** start of DOCUMENT SEGMENT **
How Cities Are Using Strategic Design to Facilitate Mental Health
The flatness and sterility of Wall Street often comes across as cold and desolate. It’s not until you get a glimpse of the Charging Bull that you begin to feel relief that it’s not all gray glass and steel. The fierceness and energy of the bronze statue acts as a gate into a world away from the claustrophobic, narrow streets of the financial district. The greenery and openness of Battery Park beckons you to sit in its bubble of serenity. Even Lady Liberty, standing with confidence, seems to offer some momentary breath of fresh air.
True, cities provide an infinite number of economic, social, and educational opportunities, but there are also cons to urban living related to public health. Pollution, crime, and poor pedestrian design, to name a few, have been associated with stress, anxiety, depression, and overall lower quality of well-being. And, even though green spaces, including planting more trees, and building more parks, are often touted as solutions to improve public health, they often emphasize physical well-being, raising questions about the impact these spaces have on overall mental health. As more people migrate to urban centers, municipal governments face the challenge of not only accommodating the growing population, but also ensuring that all residents are healthy, both physically and mentally.
According to Layla McCay, a Tokyo-based psychiatrist, and founder of the Center for Urban Design and Mental Health, addressing mental health is complex, but there’s a huge opportunity to integrate mental health support structures in ongoing city planning discussions. “There is a role urban design can play in helping to prevent [mental health] disorders, and helping people who already have them,” she told City Lab.
Researchers studying the effects of urban living have argued that cities have the effect of stripping away the protective factors that foster mental health, says McCay. This includes a lack of greenery, and a lack of or poorly designed spaces that promote daily exercise, and social interaction. There’s also the anonymity factor. Even though city dwellers, like New Yorkers, see a lot of people every day, meaningful interactions aren’t a guarantee. And as people move from rural places to cities — leaving behind family and friends — having to build new social networks can make people more vulnerable to depression and anxiety.
But, is thoughtfully building spaces that are green, active, social, and safe the only solution to improving urban public health? Is tearing down, repurposing, and rebuilding cities the only approach to creating cities that have a more positive impact on mortality? Can existing structures provide a positive environment for improved public health?
Researchers at the University of Warwick in England think so. According to their 2015 study, scenery is just as important as greenery in determining what makes positive environments. This can include “beautiful urban architecture, the sweep of docklands, or a gritty suburban river bank,” reports the Telegraph. The researchers asked people to rate the “scenicness” of over 210,000 pictures of Britain, and then compared those ratings to a 2011 Census report on how residents in those areas felt about their health.
** end of DOCUMENT SEGMENT **
** start of RECORDS SUPPLIED **
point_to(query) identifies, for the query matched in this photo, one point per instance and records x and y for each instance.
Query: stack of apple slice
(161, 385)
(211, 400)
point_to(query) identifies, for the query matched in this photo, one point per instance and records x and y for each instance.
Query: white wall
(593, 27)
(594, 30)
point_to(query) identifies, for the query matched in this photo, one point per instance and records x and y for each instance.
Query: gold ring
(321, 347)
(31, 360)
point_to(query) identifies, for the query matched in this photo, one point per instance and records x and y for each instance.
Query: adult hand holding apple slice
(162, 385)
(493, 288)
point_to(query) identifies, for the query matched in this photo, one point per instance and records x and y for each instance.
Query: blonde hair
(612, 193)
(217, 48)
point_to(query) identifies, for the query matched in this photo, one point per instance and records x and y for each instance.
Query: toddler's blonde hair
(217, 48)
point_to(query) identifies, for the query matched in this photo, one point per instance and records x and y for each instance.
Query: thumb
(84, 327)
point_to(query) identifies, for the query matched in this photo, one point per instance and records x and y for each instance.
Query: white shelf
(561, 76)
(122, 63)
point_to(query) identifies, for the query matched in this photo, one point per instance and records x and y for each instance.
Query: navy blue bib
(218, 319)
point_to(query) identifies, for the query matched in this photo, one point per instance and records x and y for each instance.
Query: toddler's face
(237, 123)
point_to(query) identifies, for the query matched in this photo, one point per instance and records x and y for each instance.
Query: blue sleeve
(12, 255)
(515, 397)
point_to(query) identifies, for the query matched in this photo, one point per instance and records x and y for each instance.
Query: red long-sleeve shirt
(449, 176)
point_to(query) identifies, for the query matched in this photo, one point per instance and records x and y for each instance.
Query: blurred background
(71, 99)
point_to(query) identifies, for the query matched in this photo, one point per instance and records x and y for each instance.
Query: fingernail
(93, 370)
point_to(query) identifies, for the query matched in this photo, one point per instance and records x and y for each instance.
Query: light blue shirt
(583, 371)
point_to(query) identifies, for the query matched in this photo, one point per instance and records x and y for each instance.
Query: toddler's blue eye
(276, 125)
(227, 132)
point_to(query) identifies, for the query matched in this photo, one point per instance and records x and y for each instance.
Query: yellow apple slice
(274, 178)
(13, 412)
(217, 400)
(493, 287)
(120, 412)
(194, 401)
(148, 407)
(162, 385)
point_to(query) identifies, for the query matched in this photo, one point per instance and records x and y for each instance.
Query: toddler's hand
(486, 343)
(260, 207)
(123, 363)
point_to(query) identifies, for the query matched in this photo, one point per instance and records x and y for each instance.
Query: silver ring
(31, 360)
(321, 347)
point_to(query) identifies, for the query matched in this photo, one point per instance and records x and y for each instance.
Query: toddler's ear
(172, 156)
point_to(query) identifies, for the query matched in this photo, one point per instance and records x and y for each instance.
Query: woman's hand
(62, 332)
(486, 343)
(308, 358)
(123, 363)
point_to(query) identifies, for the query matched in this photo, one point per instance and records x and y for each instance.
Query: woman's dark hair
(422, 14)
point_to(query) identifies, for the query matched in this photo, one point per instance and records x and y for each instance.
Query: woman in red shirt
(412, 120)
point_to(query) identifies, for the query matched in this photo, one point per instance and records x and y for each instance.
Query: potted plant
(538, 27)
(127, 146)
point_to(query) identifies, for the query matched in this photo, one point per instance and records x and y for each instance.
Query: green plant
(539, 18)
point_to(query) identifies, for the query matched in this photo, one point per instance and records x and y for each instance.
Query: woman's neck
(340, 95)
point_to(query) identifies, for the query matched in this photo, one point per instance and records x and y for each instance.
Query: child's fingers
** end of RECORDS SUPPLIED **
GOAL OF THE EXERCISE: In the article on cities and mental health, how many pictures of Britain did the University of Warwick researchers ask people to rate for "scenicness"? The entries have no connection to the article.

TASK ANSWER: Over 210,000 pictures.